▸ Примените прочитанное:
- A) Какого числа Чехов отправил Лике письмо с обстоятельными врачебными советами, согласно тексту о переписке Чехова с Ликой?
- B) Выпишите все цитаты из писем Чехова к Лике, которые приводятся в тексте о переписке Чехова с Ликой.
- C) Продолжите текст о переписке Чехова с Ликой, начиная сразу после его последнего предложения.

▸ Текст документа:
<<<<

Когда Чехов писал письмо, пришло послание от Лики. Письмо несколько странное. Преобладали нарочитая грубоватая развязность и жалобы на здоровье. Обратив внимание адресатки на странный стиль ее письма (обилие таких «милых выражений», как «сволочь», «обожралась» и т. п.) и пошутив по этому поводу, Чехов ответил и на ее жалобы. «Вам можно и купаться, и по вечерам гулять. Все это баловство. У меня все мои внутренности полны и мокрых и сухих хрипов, я купаюсь, и гуляю и все-таки жив».
В конце в том же тоне, отнюдь не шутливом, писал: «Приезжайте же, а то плохо будет. Все Вам низко кланяются, я тоже...»
Приезжайте, а то будет плохо? Что это? Во всяком случае, не ревность. Скорее всего предостережение. Доброе, дружеское предостережение.
Чехов хорошо знал слабости своего друга, талантом которого не уставал восхищаться. Когда однажды в Бабкине Левитан вдруг упал на колени перед Марией Павловной и страстно объяснился ей в любви, та, совершенно растерянная, прибежала с этой новостью к брату. По воспоминаниям Марии Павловны, Чехов сказал ей:
«— Ты, конечно, если хочешь, можешь выйти за него замуж, но имей в виду, что ему нужны женщины бальзаковского возраста, а не такие, как ты».
«Мне стыдно было сознаться брату, — пишет Мария Павловна, — что я не знаю, что такое «женщина бальзаковского возраста», и, в сущности, я не поняла смысла фразы Антона Павловича, но почувствовала, что он в чем-то предостерегает меня». И этого Марии Павловне оказалось достаточно.
На этот раз положение Чехова было, конечно, куда более сложным. Однако он нашел в себе и силы, и широту души, чтобы и в этом случае предостеречь девушку.
Позже Лика вновь жаловалась на здоровье, и 20 июня Чехов послал ей новое письмо — заботливое, с обстоятельными врачебными советами, которое кончалось так: «Больше я писать Вам не буду». Чехов, видимо, верил, что Лика в ближайшие дни приедет в Богимово.
Дальнейшее не очень ясно, так как следующие два письма Чехова не имеют даты. Скорее всего, однако, они были написаны тогда, когда стало очевидно, что Лика не собирается внять предостережению, и Чехов вновь вступил на привычную стезю шутки, но только на этот раз шутки безудержной, шутки-буффонады. Последующие письма Лике написаны именно в таком стиле.

>>>>

▸ Позиции, перечисленные в наборе данных:

<<<<

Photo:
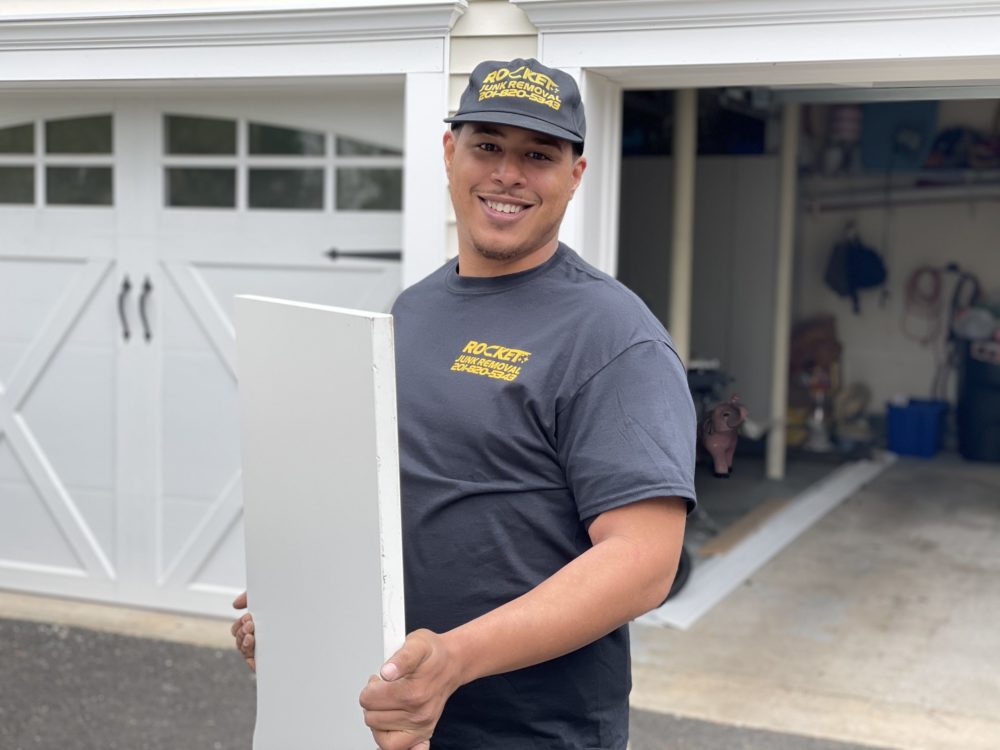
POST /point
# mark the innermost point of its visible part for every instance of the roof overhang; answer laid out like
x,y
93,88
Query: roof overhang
x,y
259,39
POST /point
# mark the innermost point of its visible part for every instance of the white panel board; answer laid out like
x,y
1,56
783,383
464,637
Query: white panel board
x,y
321,504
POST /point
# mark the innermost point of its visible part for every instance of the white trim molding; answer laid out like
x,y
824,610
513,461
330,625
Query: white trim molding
x,y
278,24
554,16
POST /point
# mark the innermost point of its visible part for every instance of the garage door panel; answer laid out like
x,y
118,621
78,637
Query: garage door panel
x,y
119,463
30,293
30,535
224,568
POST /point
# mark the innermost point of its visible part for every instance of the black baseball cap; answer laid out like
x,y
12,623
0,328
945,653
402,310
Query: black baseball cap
x,y
526,94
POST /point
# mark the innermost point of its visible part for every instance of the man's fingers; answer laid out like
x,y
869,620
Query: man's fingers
x,y
407,659
399,741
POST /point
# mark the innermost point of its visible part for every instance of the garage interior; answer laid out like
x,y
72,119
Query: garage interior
x,y
876,616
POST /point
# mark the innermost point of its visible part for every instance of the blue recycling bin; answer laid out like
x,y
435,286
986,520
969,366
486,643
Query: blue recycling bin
x,y
916,428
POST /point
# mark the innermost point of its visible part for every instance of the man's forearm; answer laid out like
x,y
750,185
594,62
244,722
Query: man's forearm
x,y
627,572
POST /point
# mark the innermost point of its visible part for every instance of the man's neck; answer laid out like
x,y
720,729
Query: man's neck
x,y
472,263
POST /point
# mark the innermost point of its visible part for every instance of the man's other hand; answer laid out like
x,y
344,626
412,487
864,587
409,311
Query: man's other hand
x,y
404,701
242,631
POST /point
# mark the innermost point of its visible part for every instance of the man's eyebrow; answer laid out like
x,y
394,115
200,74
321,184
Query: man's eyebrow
x,y
537,138
544,140
486,130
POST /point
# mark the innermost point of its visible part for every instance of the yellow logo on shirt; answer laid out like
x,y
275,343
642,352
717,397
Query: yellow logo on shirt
x,y
491,361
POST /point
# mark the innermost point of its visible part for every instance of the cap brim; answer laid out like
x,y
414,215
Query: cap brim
x,y
517,120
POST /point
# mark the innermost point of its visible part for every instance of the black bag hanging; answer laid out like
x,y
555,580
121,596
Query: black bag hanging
x,y
854,266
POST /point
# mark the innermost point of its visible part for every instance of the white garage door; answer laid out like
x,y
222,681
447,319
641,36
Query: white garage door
x,y
129,223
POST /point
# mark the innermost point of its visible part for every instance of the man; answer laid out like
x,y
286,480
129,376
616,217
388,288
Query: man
x,y
546,450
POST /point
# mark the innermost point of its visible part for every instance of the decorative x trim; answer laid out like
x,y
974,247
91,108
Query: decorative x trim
x,y
25,446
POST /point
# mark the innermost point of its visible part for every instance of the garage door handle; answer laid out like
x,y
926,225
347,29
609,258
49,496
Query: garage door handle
x,y
335,254
122,295
147,288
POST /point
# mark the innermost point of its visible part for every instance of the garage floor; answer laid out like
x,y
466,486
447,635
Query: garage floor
x,y
878,625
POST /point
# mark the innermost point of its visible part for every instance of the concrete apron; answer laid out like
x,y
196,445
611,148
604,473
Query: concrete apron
x,y
196,631
878,625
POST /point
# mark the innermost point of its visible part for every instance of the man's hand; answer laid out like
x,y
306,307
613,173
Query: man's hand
x,y
242,631
404,701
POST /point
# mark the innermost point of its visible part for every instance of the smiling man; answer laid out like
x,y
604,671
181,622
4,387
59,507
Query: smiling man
x,y
546,450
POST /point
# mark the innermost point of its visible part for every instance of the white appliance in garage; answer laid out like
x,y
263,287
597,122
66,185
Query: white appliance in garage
x,y
129,222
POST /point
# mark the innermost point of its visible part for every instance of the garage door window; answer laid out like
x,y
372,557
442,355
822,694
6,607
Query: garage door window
x,y
236,164
74,163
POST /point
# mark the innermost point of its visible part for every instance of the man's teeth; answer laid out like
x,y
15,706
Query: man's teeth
x,y
507,208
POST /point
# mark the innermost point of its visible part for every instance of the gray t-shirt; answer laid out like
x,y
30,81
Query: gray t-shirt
x,y
528,405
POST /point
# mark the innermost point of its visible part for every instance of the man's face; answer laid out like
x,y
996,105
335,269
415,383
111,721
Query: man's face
x,y
510,188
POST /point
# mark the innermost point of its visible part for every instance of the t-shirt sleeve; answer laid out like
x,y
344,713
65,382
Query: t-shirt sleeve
x,y
629,432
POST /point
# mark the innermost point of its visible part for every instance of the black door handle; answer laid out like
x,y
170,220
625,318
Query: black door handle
x,y
122,295
333,254
147,288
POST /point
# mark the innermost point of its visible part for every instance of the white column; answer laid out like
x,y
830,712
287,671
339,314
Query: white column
x,y
590,225
682,240
783,290
425,192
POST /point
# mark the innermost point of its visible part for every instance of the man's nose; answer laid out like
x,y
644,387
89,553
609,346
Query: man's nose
x,y
508,171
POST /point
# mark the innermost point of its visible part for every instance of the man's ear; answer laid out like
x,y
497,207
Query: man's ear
x,y
449,150
579,166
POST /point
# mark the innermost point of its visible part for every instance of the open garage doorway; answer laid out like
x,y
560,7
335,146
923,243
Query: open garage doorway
x,y
900,358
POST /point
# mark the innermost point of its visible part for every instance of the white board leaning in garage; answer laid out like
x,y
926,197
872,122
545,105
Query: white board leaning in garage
x,y
321,506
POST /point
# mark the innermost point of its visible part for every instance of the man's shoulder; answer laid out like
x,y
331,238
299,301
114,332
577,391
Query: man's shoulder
x,y
430,285
611,308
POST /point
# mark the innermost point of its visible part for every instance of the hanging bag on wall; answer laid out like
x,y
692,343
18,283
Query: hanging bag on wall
x,y
854,266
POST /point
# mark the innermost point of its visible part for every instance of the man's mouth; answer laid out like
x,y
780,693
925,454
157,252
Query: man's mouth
x,y
502,207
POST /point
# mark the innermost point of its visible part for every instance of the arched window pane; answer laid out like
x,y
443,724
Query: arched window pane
x,y
79,135
19,139
199,135
201,187
17,185
369,189
78,186
279,141
286,188
353,147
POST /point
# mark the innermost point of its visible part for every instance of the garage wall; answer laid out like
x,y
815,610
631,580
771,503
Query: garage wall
x,y
876,351
735,245
488,30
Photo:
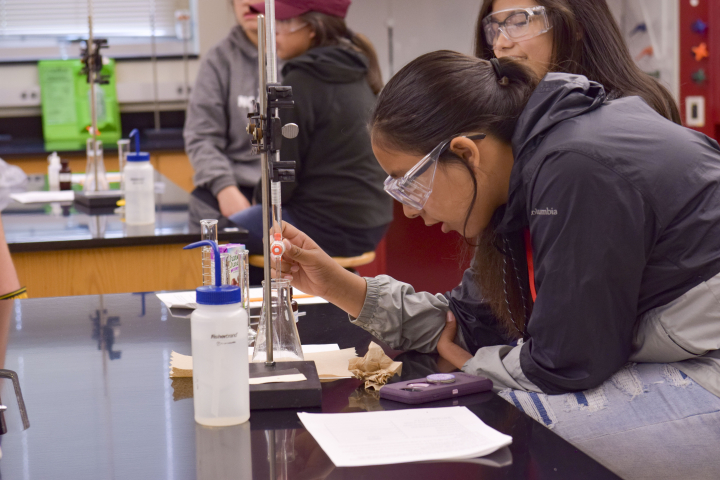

>>>>

▸ Ответы к упражнению:
- A) 20 июня.

- B)
1. «Вам можно и купаться, и по вечерам гулять. Все это баловство. У меня все мои внутренности полны и мокрых и сухих хрипов, я купаюсь, и гуляю и все-таки жив».
2. «Приезжайте же, а то плохо будет. Все Вам низко кланяются, я тоже...»
3. «Больше я писать Вам не буду».

- C)
«Дорогая Лида!
К чему упреки?
Посылаю тебе свою рожу. Завтра увидимся. Не забывай своего Петьку. Целую 1000 раз!!!
Купил рассказы Чехова: что за прелесть! Купи и ты.
Кланяйся Маше Чеховой.
Какая ты душка!»
А вот другое письмо, тоже из Богимова:
«Дорогая Лидия Стахиевна!
Я люблю Вас страстно, как тигр, и предлагаю Вам руку.
Предводитель дворняжек Головин-Ртищев...»
Итак, все выливалось в буффонаду. Нетрудно, однако, видеть, что позиция эта, занятая Чеховым, была вынужденной. Нет сомнения, он испытывал острое чувство горечи. Оно вызывалось сомнительными по вкусу и тону замашками Лики, так несоответствующими его понятиям о нормах воспитанности, ее опрометчивыми поступками. Наконец, — можно спорить о силе чувства Чехова к «златокудрой деве», но вряд ли можно усомниться в том, что чувство это было глубоко оскорблено. Однако это и ставило его в труднейшее положение. В самом деле, как ему было вести себя в сложившейся ситуации? Дать волю досаде, раздражению, оказаться в положении уязвленного вздыхателя? Нет, это для Чехова было совершенно невозможно, невозможно как по складу его характера, так и по его убеждениям, невозможно, так как решительно не соответствовало его представлению о человеческом достоинстве.
Вдобавок ко всему, Чехов никогда не забывал, что он намного старше Лики, а это привносило в его отношение к ней оттенок сострадания и жалости, которые неизбежно испытывает взрослый человек, видя ошибки молодости и неопытности. Видимо, вся эта сложная гамма чувств и владела им, когда он писал «Попрыгунью».
Чехов не зря иронизировал по тому поводу, что сорокалетняя Кувшинникова узнала себя в героине рассказа. Ничего общего не было и у ее супруга с образом Дымова. Это был ординарный полицейский врач, не блиставший никакими талантами. Другой герой рассказа — Рябовский, — похож на Левитана разве лишь тем, что он тоже художник. И все же и Левитан, и Кувшинникова «узнали» себя. Почему? Похож был прежде всего салон Кувшинниковой. Писатель, видимо, специально позаботился об этом, так как приметы этого салона были воспроизведены достаточно точно. Было и другое, более важное сходство — сходство нравственной сущности тех отношений, которые сложились между супругами Кувшинниковыми, Левитаном и Мизиновой.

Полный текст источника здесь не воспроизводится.